Stored records
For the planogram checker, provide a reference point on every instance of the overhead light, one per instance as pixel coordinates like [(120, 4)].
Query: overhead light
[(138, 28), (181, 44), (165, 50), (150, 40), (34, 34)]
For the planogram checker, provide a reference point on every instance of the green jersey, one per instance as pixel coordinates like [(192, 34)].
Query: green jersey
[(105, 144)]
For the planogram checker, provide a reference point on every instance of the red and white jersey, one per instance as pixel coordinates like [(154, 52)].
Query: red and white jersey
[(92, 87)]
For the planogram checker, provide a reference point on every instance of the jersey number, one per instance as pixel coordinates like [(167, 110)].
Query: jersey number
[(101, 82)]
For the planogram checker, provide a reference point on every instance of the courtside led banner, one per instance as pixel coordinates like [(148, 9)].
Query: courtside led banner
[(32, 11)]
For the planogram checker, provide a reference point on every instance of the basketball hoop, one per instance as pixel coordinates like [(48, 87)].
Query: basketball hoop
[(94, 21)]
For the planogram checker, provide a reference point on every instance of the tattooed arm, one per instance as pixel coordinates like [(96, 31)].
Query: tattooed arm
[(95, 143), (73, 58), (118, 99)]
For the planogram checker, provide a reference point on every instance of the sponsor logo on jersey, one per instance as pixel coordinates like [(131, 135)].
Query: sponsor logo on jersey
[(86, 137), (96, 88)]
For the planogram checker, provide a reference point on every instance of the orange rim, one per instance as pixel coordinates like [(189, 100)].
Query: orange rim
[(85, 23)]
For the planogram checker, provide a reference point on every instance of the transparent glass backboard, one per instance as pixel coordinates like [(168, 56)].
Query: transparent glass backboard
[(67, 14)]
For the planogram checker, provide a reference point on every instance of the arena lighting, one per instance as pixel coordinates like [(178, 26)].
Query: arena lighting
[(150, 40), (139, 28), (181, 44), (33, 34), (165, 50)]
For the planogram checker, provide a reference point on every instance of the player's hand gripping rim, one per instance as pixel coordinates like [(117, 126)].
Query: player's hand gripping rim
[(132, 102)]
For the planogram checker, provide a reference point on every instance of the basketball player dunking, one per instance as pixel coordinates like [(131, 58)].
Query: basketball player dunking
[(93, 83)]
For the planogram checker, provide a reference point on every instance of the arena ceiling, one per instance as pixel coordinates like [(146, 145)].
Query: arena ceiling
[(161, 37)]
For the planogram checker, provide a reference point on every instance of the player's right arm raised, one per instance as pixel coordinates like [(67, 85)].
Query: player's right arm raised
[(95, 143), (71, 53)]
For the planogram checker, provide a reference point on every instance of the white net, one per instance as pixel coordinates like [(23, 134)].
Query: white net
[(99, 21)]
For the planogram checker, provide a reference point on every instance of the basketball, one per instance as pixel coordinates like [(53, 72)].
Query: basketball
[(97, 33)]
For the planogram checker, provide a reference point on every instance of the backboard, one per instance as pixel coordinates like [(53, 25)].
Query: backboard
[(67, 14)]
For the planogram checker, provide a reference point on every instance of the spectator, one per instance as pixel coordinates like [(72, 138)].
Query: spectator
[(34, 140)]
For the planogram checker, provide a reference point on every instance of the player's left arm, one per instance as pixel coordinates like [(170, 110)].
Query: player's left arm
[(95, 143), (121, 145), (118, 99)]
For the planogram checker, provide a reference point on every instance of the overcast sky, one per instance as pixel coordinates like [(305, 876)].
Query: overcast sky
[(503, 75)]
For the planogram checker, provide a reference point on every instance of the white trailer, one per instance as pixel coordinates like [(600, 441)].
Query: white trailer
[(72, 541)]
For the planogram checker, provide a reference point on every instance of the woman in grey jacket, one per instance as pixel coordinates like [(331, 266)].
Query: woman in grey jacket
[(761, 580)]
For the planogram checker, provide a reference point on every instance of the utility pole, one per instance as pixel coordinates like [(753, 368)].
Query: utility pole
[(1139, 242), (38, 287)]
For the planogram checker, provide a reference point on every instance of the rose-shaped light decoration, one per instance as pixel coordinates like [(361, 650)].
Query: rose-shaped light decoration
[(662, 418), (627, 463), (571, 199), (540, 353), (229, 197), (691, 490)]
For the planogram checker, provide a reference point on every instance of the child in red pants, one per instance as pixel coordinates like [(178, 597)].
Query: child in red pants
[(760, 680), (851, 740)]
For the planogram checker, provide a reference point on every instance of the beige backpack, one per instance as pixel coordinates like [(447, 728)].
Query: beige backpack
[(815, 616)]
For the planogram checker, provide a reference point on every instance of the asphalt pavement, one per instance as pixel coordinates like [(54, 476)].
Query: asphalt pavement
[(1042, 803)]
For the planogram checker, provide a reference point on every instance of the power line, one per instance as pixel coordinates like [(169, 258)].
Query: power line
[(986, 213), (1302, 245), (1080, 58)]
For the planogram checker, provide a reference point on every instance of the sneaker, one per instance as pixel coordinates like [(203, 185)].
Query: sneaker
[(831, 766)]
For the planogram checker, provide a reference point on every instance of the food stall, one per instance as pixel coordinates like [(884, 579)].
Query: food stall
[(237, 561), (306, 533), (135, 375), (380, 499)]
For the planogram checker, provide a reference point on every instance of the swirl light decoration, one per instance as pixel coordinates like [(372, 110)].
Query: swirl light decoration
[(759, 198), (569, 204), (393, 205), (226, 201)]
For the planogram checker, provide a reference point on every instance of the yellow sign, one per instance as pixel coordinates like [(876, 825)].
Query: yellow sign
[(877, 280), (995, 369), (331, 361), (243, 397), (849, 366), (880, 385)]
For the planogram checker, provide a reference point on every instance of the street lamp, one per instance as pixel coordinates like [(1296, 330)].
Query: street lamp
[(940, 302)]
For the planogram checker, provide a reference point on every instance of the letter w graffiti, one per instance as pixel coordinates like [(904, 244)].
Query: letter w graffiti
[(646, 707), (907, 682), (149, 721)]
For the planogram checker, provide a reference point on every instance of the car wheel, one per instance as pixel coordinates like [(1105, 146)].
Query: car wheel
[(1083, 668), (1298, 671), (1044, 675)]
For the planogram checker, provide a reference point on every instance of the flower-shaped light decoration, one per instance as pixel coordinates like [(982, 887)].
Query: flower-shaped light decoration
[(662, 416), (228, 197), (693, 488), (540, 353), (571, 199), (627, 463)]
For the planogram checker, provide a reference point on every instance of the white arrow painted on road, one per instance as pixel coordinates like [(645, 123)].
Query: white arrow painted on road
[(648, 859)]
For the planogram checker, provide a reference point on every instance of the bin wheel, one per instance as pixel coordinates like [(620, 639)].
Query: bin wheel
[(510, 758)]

Problem statement
Rewrite all the records with "planogram checker" replaced by "shelf audit tool" everywhere it appears, and leave everything else unchanged.

Result below
For the shelf audit tool, provide a reference point on every instance of the overhead light, one per instance as pixel coordinates like [(120, 4)].
Query: overhead light
[(138, 28), (181, 44), (165, 50), (150, 40), (34, 34)]
For the shelf audit tool, provide a reference point on every instance of the green jersey, one per instance as pixel coordinates like [(192, 34)].
Query: green jersey
[(105, 144)]
For the shelf audit tool, provide a reference point on every instance of the red and white jersey, one per instance as pixel coordinates like [(154, 52)].
Query: red and white jersey
[(92, 87)]
For the shelf audit tool, provide a reference point on every instance of the jersey number, one per instance as pixel coordinates like [(167, 110)].
Query: jersey number
[(101, 82)]
For the shelf audit tool, provide a reference point on every instance of the courtside led banner, one per instance as pixel coordinates like [(148, 9)].
Query: courtside led banner
[(32, 11)]
For the shelf audit tool, provide a reference point on every instance of the basketball hoop, one per instance as pixel coordinates like [(48, 87)].
Query: basketball hoop
[(94, 21)]
For the shelf audit tool, provide a reference point on every instance of the tattooed arm, one per instance as pixel coordinates like [(96, 31)].
Query: tattooed arm
[(95, 143), (73, 58), (118, 99)]
For the shelf audit tool, provide a reference point on every instance of the sponsor logo on jersey, one per instance as pixel coordinates like [(131, 135)].
Query: sponsor logo on jersey
[(86, 137), (96, 88)]
For the shelf audit tool, provide a reference point on every instance of the orange rim, one per instance as pixel coordinates like [(189, 100)].
Query: orange rim
[(85, 23)]
For the shelf audit tool, provide a reference point on every instance of the transparent glass backboard, one per instance as pixel coordinates like [(168, 56)].
Query: transparent glass backboard
[(67, 14)]
For the shelf audit tool, provide a reference point on every instance of the arena lighting, one per instance as pixel coordinates like [(178, 26)].
Query: arena lighting
[(150, 40), (139, 28), (181, 44), (33, 34), (165, 50)]
For the shelf audit tool, provide a reference point on every instance of the player's hand gripping rim, one per instance as pixel coordinates like [(117, 126)].
Query: player's hand gripping rim
[(132, 102)]
For the shelf audit tool, provide a reference point on every instance of the basketball player dunking, one per instance as pixel coordinates like [(131, 58)].
Query: basketball player dunking
[(93, 83)]
For the shelf audit tool, provide a reference point on every instance of the arena ceiling, one per instance as pixel coordinates like [(146, 145)].
Query: arena ceiling
[(161, 37)]
For the shelf audit tool, provide a reference point on every instance of the player's right arm raised, one per instance as pixel coordinates like [(67, 85)].
Query: player's right arm raised
[(95, 143), (71, 53)]
For the shelf audit tool, provide a reference point on every instance of the white net, one per instance as pixel coordinates like [(23, 134)].
Query: white net
[(99, 21)]
For the shelf audit tool, provide a reference point on every instance of the basketball, one per instance as pixel coordinates like [(53, 72)].
Query: basketball
[(97, 33)]
For the shelf audit tool, provide a reference point on every instance of the backboard, one per instance as pixel coordinates like [(53, 25)].
Query: backboard
[(67, 14)]
For the shelf audit tool, provide a reference point on every instance of the spectator, one per instance as pixel coordinates like [(72, 138)].
Query: spectator
[(34, 140)]
For the shelf audit tool, provide a reference point on every instance of the player's left arm, one per instance as pixel coordinates like [(170, 110)].
Query: player's left arm
[(95, 143), (121, 145), (118, 99)]
For the shelf audit tool, provide a reference point on every instance of the overcast sky, one per instance as pixel coordinates like [(305, 876)].
Query: overcast sky
[(503, 75)]
For the shelf audit tool, provide a reference point on every instance of the white trailer, one per instance as pixel coordinates like [(600, 441)].
Query: white trailer
[(72, 541)]
For the shelf audit tool, provide a reference point on every instance of the woman in grey jacket, one per instance as pixel coordinates like [(331, 266)].
Query: woman in grey jacket
[(761, 580)]
For the shelf audit tool, provide a reference point on every instance of the utility pole, one per instance as pixel coordinates like [(753, 368)].
Query: utility pole
[(1139, 242), (38, 287)]
For the shelf audit tool, provide a reference point on every instance of the rose-shaped light decoration, one per instance as pixel coordinates like [(361, 650)].
Query: rose-shaped light decoration
[(662, 418), (627, 463), (571, 199), (540, 353), (229, 197), (691, 490)]
For the shelf audit tool, provide a reference point on every instance of the child in red pants, one per instance as pixel coordinates like [(178, 597)].
Query: child in red pants
[(760, 680), (851, 740)]
For the shelf audit tool, provide a reference point on every instance of the beige backpack, one per instance as pixel coordinates like [(447, 728)].
Query: beige backpack
[(815, 616)]
For the shelf audit tool, provide a reference point on every instance of the asphalt pavement, one per instance as pixel coordinates like [(54, 476)].
Query: asphalt pavement
[(1042, 803)]
For the shelf audit tool, provide a reference point on every instance of the power line, one per instance as pixel coordinates like [(169, 258)].
Query: power line
[(986, 213), (1302, 245), (1080, 58)]
For the shelf audit tool, provide a reference point on every instance of the sneaker, one per instance as pixel coordinates like [(203, 185)].
Query: sneaker
[(831, 766)]
For the shelf audit tool, provide a reference point on every instance of the food stall, one per instance as pixel coordinates like [(884, 579)].
Query: food stall
[(237, 561), (306, 533), (135, 375), (380, 499)]
For the shelf audit tool, provide a reference point on every instance of the swirl light decoration, one per instance as pixel coordinates like [(372, 110)].
Query: swirl light decoration
[(759, 198), (569, 204), (393, 205), (226, 201)]
For the shelf audit tool, provide a reference point on every instance of the yellow sign, one per instance as pixel coordinates like [(876, 825)].
Query: yellow sign
[(877, 280), (995, 369), (331, 361), (243, 397), (849, 366), (880, 385)]
For the shelf audit tool, provide a reference point on every instance of the street lamp, one per instance as pixel coordinates like [(1296, 330)].
Query: street lamp
[(940, 302)]
For the shelf audit tool, provide a reference point on every instance of the letter w graffiti, one per instance as pixel coordinates like [(904, 244)].
Query: letter w graffiti
[(646, 707), (907, 682), (149, 721)]
For the shelf audit tool, provide a reference point on every instance of the car wheel, one per instance as pixel coordinates like [(1105, 146)].
Query: car wheel
[(1083, 668), (1298, 671), (1044, 675)]
For the shelf audit tool, provide a reference point on every instance of the flower-shaped light decoration, one per instance as pixel coordinates like [(982, 887)].
Query: flower-shaped light decoration
[(662, 416), (228, 197), (693, 488), (540, 353), (571, 199), (627, 463)]
For the shelf audit tool, provide a reference point on every instance of the white arrow painted on road, one per instance as pixel coordinates like [(645, 123)].
Query: white arrow painted on road
[(648, 859)]
For the shelf audit tool, provide a reference point on every instance of the bin wheel, one per instance as pixel coordinates like [(620, 639)].
Query: bin wheel
[(510, 758)]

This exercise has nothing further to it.